I have the same feeding regimen with my pixies but i haven't tried giving pinkies or mice yet. Their diet mainly consists of dubias, crickets and newly molted superworms two to three times weekly. I was able to feed both with a quail chick a couple of times and one chick for my female last January.

----------


## GRABibus

2 new pictures :

From the 30th od March 2012 :




From today :




I feel more and more it's a female (Size versus age, size of the head versus body, no croaks yet).

----------


## GRABibus

Pictures of Graboune's tank :











Big plastic box, 68cm long at bottom and 47cm large at bottom.

A Reptifogger from ZooMed to maintain air humidity close to 70% to 80%.

If Graboune is a female, this tank will be probably the last one. If it is a male, maybe I will go to an Exo Terra 90x45x45.

----------


## Colleen/Jerrod

Nice!!! Did he/she stop trying to aestivate?

----------


## GRABibus

In this tank I removed a lot of substrate in order to not allow burrowing at the moment. 
During last 2 weeks it was waken, but stressed by new environment.
Last 3 days, she spent nights in water bowl, ate a lot, so I was optimistic she was out for a long period.
Yesterday evening, she made a big poop in this bowl, so I changed it and the frog wxent to hide in a new place she never went before...
Result : this morning she was completely burrowed again,  at a place where I didn't remove enough substrate...

I put her out of substrate and put her in water bowl. 
I  will check this evening when I come back to my home if she burrowed again or not.

Except fear or stress, She has no objective reasons to burrow...

----------


## GRABibus

I went back home, and she burrowed. There is a place where I didn't remove enough substrate...She found it !
According to me, as she is willing to burrow a lot, I don't want to stress her by removing substrate to avoid this burrowing. This could stress her a lot.

I have to adapt myself to my pet and to be patient.

----------


## Colleen/Jerrod

> I went back home, and she burrowed. There is a place where I didn't remove enough substrate...She found it !
> According to me, as she is willing to burrow a lot, I don't want to stress her by removing substrate to avoid this burrowing. This could stress her a lot.
> 
> I have to adapt myself to my pet and to be patient.


Well GRAB I guess you'll just have go get into a routine. Unbury her, soak her, and then feed her. shouldn't be too stressful as long as she stays calm. I find that my frogs become less stressed with a full belly  :Big Grin:

----------


## GRABibus

Yes, but I become a little bit disappointed to have a Pyxie frog so nice that I never see (Burrowed 90% of the time).
If you add to this my cranwelli which now doesn't want to eat anymore...
I am wondering if I am not going to change of kinds of pets...

With those frogs, too much care, too much spent time and too much spent money for no more pleasure...

----------


## Colleen/Jerrod

> Yes, but I become a little bit disappointed to have a Pyxie frog so nice that I never see (Burrowed 90% of the time).
> If you add to this my cranwelli which now doesn't want to eat anymore...

..........

### Tasks to complete
A: Answer these questions about the pyxie frog thread:
(i) What device keeps the air humidity in Graboune's tank, and in what range?
(ii) Which tank might GRABibus switch to if Graboune turns out to be a male?
(iii) In the first post, what does the diet mainly consist of?
B: Carry on the pyxie frog thread from its final line.
The items that come next were taken from a different source than the pyxie frog thread.

### Stored items

..........

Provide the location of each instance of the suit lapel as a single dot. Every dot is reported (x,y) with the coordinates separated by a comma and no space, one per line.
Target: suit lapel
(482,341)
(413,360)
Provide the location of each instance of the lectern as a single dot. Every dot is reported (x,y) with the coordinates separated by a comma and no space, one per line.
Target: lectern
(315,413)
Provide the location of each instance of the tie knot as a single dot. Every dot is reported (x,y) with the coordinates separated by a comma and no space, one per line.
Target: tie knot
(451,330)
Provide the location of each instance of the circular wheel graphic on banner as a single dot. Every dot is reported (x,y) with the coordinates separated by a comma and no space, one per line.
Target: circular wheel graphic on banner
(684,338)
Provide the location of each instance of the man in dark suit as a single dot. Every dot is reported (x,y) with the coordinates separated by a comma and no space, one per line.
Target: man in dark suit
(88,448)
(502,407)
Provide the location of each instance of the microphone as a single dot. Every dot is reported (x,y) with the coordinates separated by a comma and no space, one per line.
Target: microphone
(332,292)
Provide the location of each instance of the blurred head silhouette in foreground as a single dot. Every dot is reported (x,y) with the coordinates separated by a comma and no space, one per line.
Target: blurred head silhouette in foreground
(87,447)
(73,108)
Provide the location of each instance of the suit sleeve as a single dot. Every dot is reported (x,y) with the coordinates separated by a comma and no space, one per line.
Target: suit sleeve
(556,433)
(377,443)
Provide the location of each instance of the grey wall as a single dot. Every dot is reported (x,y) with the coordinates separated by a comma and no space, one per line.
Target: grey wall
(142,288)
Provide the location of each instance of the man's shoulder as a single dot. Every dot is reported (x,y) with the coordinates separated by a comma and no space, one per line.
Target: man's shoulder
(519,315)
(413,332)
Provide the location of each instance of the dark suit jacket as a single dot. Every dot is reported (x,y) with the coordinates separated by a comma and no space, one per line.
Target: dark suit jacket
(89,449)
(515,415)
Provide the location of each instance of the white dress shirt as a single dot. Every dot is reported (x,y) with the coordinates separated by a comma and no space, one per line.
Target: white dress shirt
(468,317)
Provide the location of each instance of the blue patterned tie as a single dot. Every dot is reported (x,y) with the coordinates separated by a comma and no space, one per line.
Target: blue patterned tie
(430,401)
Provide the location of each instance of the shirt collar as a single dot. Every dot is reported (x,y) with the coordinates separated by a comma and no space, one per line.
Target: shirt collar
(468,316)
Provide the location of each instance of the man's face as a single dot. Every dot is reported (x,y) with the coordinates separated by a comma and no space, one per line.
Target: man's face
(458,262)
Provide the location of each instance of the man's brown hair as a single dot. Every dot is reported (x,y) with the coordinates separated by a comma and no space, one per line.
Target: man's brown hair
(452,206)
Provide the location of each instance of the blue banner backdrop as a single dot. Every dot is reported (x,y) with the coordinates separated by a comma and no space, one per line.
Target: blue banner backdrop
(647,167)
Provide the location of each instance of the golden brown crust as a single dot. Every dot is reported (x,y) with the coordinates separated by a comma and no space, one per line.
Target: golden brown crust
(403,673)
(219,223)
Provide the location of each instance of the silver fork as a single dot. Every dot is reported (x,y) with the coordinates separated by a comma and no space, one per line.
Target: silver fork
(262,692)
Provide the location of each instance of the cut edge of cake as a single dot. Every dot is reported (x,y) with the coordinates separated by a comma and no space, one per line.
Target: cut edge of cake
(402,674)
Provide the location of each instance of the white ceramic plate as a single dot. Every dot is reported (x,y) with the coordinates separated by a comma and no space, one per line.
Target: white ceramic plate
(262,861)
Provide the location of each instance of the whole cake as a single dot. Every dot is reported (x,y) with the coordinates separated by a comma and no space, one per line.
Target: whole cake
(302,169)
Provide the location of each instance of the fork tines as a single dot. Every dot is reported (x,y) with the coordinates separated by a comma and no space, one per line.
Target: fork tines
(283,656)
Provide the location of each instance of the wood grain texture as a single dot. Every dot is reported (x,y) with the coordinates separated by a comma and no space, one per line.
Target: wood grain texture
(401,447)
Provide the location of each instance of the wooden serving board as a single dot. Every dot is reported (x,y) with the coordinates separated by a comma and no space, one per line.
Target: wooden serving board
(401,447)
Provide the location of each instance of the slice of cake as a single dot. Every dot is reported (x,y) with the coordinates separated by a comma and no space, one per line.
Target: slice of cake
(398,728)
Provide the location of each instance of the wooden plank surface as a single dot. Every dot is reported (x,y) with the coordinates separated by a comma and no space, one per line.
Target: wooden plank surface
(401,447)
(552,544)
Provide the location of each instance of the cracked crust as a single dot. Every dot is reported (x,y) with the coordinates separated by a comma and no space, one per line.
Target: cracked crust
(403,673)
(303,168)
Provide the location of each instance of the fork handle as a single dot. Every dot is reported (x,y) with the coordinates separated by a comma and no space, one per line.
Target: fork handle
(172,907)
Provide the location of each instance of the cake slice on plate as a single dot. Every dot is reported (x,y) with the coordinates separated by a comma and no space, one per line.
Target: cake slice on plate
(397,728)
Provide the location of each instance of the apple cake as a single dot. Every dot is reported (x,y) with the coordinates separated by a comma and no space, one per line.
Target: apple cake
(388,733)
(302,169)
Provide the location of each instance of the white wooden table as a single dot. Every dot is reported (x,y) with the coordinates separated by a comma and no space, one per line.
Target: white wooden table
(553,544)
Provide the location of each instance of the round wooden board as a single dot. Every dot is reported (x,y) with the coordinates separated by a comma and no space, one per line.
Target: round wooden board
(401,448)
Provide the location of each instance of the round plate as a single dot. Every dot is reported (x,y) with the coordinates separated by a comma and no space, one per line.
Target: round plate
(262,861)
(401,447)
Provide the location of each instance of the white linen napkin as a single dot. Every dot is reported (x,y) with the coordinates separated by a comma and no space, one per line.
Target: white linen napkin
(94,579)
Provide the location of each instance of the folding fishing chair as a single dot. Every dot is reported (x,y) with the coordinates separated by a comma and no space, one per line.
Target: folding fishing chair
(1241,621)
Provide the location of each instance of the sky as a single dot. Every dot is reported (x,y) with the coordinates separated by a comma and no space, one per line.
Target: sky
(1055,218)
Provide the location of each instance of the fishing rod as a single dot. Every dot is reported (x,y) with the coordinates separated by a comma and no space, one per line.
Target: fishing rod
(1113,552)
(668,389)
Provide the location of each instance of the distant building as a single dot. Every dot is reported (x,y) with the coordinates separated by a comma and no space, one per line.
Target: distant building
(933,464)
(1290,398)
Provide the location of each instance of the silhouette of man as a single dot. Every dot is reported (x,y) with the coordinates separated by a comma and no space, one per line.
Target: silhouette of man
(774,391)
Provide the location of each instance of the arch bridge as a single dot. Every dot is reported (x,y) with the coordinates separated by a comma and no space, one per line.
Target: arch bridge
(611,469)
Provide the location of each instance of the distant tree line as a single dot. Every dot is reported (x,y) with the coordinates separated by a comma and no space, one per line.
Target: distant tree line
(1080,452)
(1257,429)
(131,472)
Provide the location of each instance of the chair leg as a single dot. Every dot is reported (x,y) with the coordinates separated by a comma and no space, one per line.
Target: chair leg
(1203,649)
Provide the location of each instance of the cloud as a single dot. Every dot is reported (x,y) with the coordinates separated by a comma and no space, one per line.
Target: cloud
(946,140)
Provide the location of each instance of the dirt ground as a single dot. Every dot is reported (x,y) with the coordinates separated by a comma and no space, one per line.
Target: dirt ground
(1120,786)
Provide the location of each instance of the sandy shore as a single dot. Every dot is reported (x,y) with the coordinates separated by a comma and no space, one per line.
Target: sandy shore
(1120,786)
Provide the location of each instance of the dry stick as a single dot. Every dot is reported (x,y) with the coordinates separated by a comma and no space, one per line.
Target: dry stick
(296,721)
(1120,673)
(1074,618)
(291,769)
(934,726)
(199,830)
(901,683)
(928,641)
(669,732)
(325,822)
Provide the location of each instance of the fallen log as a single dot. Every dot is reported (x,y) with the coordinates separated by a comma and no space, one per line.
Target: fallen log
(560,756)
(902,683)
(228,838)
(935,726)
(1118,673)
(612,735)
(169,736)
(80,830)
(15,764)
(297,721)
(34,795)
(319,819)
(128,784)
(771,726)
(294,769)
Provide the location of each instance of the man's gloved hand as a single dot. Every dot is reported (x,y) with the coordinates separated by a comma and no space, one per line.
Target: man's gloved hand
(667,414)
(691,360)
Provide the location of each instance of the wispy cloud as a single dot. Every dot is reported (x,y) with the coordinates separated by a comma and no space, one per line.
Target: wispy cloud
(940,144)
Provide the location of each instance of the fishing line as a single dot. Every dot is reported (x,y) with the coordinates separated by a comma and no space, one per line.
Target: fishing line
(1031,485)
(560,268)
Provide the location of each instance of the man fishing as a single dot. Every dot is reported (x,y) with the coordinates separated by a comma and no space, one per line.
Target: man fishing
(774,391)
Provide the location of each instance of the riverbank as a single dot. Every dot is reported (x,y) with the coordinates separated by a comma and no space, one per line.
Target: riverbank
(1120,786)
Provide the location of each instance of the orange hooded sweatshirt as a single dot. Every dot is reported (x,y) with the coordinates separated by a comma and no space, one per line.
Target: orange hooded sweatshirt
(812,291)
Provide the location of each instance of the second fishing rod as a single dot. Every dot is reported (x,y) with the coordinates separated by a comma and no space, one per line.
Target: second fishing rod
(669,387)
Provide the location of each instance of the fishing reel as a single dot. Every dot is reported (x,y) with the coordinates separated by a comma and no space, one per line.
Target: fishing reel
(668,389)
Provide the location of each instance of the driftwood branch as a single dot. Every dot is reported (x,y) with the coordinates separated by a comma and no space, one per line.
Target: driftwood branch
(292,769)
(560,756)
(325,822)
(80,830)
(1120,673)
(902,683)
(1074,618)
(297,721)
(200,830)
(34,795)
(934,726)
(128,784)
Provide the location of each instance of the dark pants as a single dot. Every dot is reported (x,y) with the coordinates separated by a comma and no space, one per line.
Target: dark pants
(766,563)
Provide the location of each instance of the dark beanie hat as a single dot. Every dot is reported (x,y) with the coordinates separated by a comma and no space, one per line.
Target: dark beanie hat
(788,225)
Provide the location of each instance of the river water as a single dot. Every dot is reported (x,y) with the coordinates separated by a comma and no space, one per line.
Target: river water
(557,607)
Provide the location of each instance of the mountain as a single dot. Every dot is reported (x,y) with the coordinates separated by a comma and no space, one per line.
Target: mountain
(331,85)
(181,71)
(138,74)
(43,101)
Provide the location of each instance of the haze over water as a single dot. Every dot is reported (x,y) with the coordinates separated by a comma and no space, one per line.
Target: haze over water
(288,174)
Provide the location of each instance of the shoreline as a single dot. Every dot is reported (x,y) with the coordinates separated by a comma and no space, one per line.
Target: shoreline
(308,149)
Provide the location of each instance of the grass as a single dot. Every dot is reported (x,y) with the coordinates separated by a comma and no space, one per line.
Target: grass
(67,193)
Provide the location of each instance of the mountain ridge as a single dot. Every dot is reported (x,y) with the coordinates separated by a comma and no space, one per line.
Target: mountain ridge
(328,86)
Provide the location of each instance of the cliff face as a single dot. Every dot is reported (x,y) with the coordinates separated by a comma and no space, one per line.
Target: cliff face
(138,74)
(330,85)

..........

### Answers below
A:
(i) A Reptifogger from ZooMed keeps the air humidity close to 70% to 80%.
(ii) An Exo Terra 90x45x45.
(iii) Dubias, crickets and newly molted superworms.

B:
> I am wondering if I am not going to change of kinds of pets...
> 
> With those frogs, too much care, too much spent time and too much spent money for no more pleasure...


 :Frown:  :Frown:  :Frown:  :Frown:

----------


## Heather

She definitely has beautiful coloring though. Idk, it seems they get a bit lazy as they age.

----------


## GRABibus

Hi,

after many months of plastic enclosure, I changed to a decent terrarium.
It could be the final one if Graboune is a female, which is 85% confident level  :Smile: 












- Exo Terra 24x18x18
- Substrate : coco fiber melt with blond peat (Without fertilizers)
- Light and heat : basking spot lamp 60W from ZooMed
- Hidding parts, plastic plants
- Water bowl with mineral water (Without nitrates).
- ReptiFogger from ZooMed
- Temperatures : ambient temperature = 75,2F
Day (13hours heating and lightning):
Hotest point = 97,7F (Just under the lamp)
Coolest point = 75,2F to 77F (Under a hidding part)
Night:
73,4F to 75,2F in all the enclosure.

As she is fearful, she hiddes or burrows very often, so she is more at cool temps than hot temps.

But at the moment, it doesn't cut her appetite  :Smile: 

Let's cross the fingers that everything goes well for her...

----------


## Sublime

Wow GRAB, you go all out on a terrarium for your pixie - looks great.  Is it hard to feed her in there with all the miscellaneous objects?  I mean the only way to deal with a frog that is more scared than others is to just keep on doing your daily routine with the frog and try to minimize as much human contact.  As long as she is eating that's good, how's the humidity in the new tank?  Those ReptiFoggers are great, bought one and will never go without one for my frog(s).

----------


## GRABibus

Hey Sublime,

Despite the fact I make the new enclosure by trying to make it more secure for Graboune :3 side faces hidden, hidden parts (Plants, rock, wood bark), not too big enclosure (60x45x45) to reduce stress...she keeps on burrowing, but she is still eating  :Smile: 
yes, Reptifogger is great to maintain humidity air at a good level.
But, as you know, wet substrate is the most important thing and I would like to know your opinion about the Moonsoon RS400 from Exo Terra ?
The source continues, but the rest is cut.